Text excerpt:
▼▼▼

With the looming March 31 open-enrollment deadline, state and federal officials are scrambling to increase Hispanic participation, of whom eight out of 10 qualify for government-funded health insurance or financial assistance to pay for private plans on Obamacare markets, The Washington Times reports.

Health and Human Services "said one in four uninsured Americans who are eligible for plans on the Obamacare markets is Hispanic, or about 10.2 million out of 41.3 million people,” notes The Washington Times. “The majority of them — 62 percent — live in California, Texas, and Florida and about half are between the ages of 18 and 35, a younger, healthy, demographic that is key to making the law’s economic work.”

With the help of a $155 million federal grant, Covered California will begin a push to sell the healthcare marketplace in community centers rather than over the phone or on the website, according to Bloomberg. Fifteen percent of the country’s uninsured are in California, where about 50 percent of the population is Hispanic

The program will also add 350 representatives, including bilingual workers, to its service center and has sent a million mailers to mostly Spanish-speaking homes.

▲▲▲

Data extract:
▼▼▼

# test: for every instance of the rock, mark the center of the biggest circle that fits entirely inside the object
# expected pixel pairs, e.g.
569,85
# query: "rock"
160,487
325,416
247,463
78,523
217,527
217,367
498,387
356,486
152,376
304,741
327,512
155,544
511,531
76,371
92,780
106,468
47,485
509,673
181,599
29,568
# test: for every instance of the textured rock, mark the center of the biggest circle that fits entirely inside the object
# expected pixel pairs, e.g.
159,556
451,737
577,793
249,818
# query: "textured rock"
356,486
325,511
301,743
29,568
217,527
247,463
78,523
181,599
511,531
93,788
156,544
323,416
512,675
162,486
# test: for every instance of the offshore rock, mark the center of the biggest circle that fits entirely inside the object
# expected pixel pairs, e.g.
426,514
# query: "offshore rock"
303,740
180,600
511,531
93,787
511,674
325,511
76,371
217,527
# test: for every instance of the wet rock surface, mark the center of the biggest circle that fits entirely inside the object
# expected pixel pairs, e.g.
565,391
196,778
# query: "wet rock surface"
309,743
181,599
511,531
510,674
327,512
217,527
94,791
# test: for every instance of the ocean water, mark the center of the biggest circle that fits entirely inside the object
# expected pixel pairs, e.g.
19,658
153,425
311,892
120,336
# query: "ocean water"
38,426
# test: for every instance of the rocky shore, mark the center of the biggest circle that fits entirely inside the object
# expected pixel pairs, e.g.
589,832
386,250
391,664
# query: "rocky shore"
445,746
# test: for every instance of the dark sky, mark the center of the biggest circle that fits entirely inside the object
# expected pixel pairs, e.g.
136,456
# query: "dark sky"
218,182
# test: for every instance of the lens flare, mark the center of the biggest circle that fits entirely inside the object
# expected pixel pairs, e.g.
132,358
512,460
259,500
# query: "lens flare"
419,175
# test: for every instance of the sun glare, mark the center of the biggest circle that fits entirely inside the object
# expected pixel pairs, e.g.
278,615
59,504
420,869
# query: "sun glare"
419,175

▲▲▲

Duplicate the Hispanic health insurance text from "With the help" to "mostly Spanish-speaking homes.", word for word.

With the help of a $155 million federal grant, Covered California will begin a push to sell the healthcare marketplace in community centers rather than over the phone or on the website, according to Bloomberg. Fifteen percent of the country’s uninsured are in California, where about 50 percent of the population is Hispanic

The program will also add 350 representatives, including bilingual workers, to its service center and has sent a million mailers to mostly Spanish-speaking homes.